START ENTRIES SUPPLIED

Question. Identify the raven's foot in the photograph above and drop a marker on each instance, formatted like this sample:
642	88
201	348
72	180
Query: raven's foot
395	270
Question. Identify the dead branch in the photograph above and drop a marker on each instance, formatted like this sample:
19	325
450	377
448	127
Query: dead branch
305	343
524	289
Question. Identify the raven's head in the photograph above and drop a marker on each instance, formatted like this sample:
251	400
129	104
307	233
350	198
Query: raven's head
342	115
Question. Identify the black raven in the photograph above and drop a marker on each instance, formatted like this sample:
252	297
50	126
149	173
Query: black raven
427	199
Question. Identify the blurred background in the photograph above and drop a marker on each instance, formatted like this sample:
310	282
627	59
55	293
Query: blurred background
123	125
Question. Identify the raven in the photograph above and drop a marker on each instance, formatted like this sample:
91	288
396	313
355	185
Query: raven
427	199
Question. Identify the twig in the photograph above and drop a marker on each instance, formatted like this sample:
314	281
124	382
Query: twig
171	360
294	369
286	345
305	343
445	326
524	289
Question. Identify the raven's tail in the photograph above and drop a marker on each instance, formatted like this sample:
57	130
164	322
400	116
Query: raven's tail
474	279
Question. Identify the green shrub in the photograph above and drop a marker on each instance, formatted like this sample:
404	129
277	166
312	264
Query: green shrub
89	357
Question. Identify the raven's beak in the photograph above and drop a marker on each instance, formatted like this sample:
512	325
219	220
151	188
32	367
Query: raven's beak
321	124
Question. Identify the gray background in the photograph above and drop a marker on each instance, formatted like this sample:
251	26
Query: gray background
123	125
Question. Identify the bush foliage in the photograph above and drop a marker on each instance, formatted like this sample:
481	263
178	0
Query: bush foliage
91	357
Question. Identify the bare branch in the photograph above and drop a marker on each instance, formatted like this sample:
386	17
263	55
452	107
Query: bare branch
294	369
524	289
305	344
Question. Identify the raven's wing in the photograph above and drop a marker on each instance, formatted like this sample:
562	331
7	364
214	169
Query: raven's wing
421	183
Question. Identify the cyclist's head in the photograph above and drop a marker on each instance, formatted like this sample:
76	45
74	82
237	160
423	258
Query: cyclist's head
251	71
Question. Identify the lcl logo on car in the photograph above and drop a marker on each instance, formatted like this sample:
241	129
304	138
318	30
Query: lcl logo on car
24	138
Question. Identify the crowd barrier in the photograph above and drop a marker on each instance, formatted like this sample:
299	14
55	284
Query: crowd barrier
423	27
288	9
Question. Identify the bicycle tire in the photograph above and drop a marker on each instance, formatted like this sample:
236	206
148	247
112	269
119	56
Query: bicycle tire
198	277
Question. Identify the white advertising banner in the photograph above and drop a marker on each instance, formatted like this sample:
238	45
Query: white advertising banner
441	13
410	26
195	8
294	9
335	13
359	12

END ENTRIES SUPPLIED

**EXERCISE PROMPT:** Could you recast the listing above as a Markdown table with the columns Row and Line, giving each line its own row number and leaving out blank lines?

**ANSWER IN FULL:**
| Row | Line |
|---|---|
| 1 | Question. Identify the raven's foot in the photograph above and drop a marker on each instance, formatted like this sample: |
| 2 | 642	88 |
| 3 | 201	348 |
| 4 | 72	180 |
| 5 | Query: raven's foot |
| 6 | 395	270 |
| 7 | Question. Identify the dead branch in the photograph above and drop a marker on each instance, formatted like this sample: |
| 8 | 19	325 |
| 9 | 450	377 |
| 10 | 448	127 |
| 11 | Query: dead branch |
| 12 | 305	343 |
| 13 | 524	289 |
| 14 | Question. Identify the raven's head in the photograph above and drop a marker on each instance, formatted like this sample: |
| 15 | 251	400 |
| 16 | 129	104 |
| 17 | 307	233 |
| 18 | 350	198 |
| 19 | Query: raven's head |
| 20 | 342	115 |
| 21 | Question. Identify the black raven in the photograph above and drop a marker on each instance, formatted like this sample: |
| 22 | 252	297 |
| 23 | 50	126 |
| 24 | 149	173 |
| 25 | Query: black raven |
| 26 | 427	199 |
| 27 | Question. Identify the blurred background in the photograph above and drop a marker on each instance, formatted like this sample: |
| 28 | 310	282 |
| 29 | 627	59 |
| 30 | 55	293 |
| 31 | Query: blurred background |
| 32 | 123	125 |
| 33 | Question. Identify the raven in the photograph above and drop a marker on each instance, formatted like this sample: |
| 34 | 91	288 |
| 35 | 396	313 |
| 36 | 355	185 |
| 37 | Query: raven |
| 38 | 427	199 |
| 39 | Question. Identify the twig in the photograph above and drop a marker on each instance, formatted like this sample: |
| 40 | 314	281 |
| 41 | 124	382 |
| 42 | Query: twig |
| 43 | 171	360 |
| 44 | 294	369 |
| 45 | 286	345 |
| 46 | 305	343 |
| 47 | 445	326 |
| 48 | 524	289 |
| 49 | Question. Identify the raven's tail in the photograph above and drop a marker on each instance, formatted like this sample: |
| 50 | 57	130 |
| 51 | 164	322 |
| 52 | 400	116 |
| 53 | Query: raven's tail |
| 54 | 474	279 |
| 55 | Question. Identify the green shrub in the photograph above and drop a marker on each instance, formatted like this sample: |
| 56 | 404	129 |
| 57 | 277	166 |
| 58 | 312	264 |
| 59 | Query: green shrub |
| 60 | 89	357 |
| 61 | Question. Identify the raven's beak in the photograph above and drop a marker on each instance, formatted like this sample: |
| 62 | 512	325 |
| 63 | 219	220 |
| 64 | 151	188 |
| 65 | 32	367 |
| 66 | Query: raven's beak |
| 67 | 321	124 |
| 68 | Question. Identify the gray background in the photograph above and drop a marker on each instance, formatted like this sample: |
| 69 | 251	26 |
| 70 | Query: gray background |
| 71 | 123	125 |
| 72 | Question. Identify the bush foliage in the photograph above and drop a marker on each instance, formatted like this sample: |
| 73 | 481	263 |
| 74 | 178	0 |
| 75 | Query: bush foliage |
| 76 | 91	357 |
| 77 | Question. Identify the bare branch in the photograph above and drop a marker on each instance, formatted like this sample: |
| 78 | 386	17 |
| 79 | 263	55 |
| 80 | 452	107 |
| 81 | Query: bare branch |
| 82 | 294	369 |
| 83 | 524	289 |
| 84 | 305	344 |
| 85 | Question. Identify the raven's wing in the photograph above and drop a marker on each instance, formatted like this sample: |
| 86 | 562	331 |
| 87 | 7	364 |
| 88 | 214	169 |
| 89 | Query: raven's wing |
| 90 | 421	183 |
| 91 | Question. Identify the cyclist's head in the photograph above and drop a marker on each instance, formatted like this sample: |
| 92 | 76	45 |
| 93 | 74	82 |
| 94 | 237	160 |
| 95 | 423	258 |
| 96 | Query: cyclist's head |
| 97 | 251	71 |
| 98 | Question. Identify the lcl logo on car in the photograph above and drop a marker on each instance, formatted like this sample: |
| 99 | 241	129 |
| 100 | 304	138 |
| 101 | 318	30 |
| 102 | Query: lcl logo on car |
| 103 | 24	138 |
| 104 | Question. Identify the crowd barrier in the photograph above and drop a marker on each instance, formatted like this sample: |
| 105 | 299	14 |
| 106 | 55	284 |
| 107 | Query: crowd barrier |
| 108 | 423	27 |
| 109 | 288	9 |
| 110 | Question. Identify the bicycle tire in the photograph above and drop a marker on each instance, formatted like this sample: |
| 111 | 236	206 |
| 112 | 148	247 |
| 113 | 112	269 |
| 114 | 119	56 |
| 115 | Query: bicycle tire |
| 116 | 198	277 |
| 117 | Question. Identify the white advertising banner in the photograph above and drop a marker on each instance, formatted like this sample: |
| 118 | 238	45 |
| 119 | Query: white advertising banner |
| 120 | 441	13 |
| 121 | 410	26 |
| 122 | 195	8 |
| 123 | 294	9 |
| 124 | 335	13 |
| 125 | 359	12 |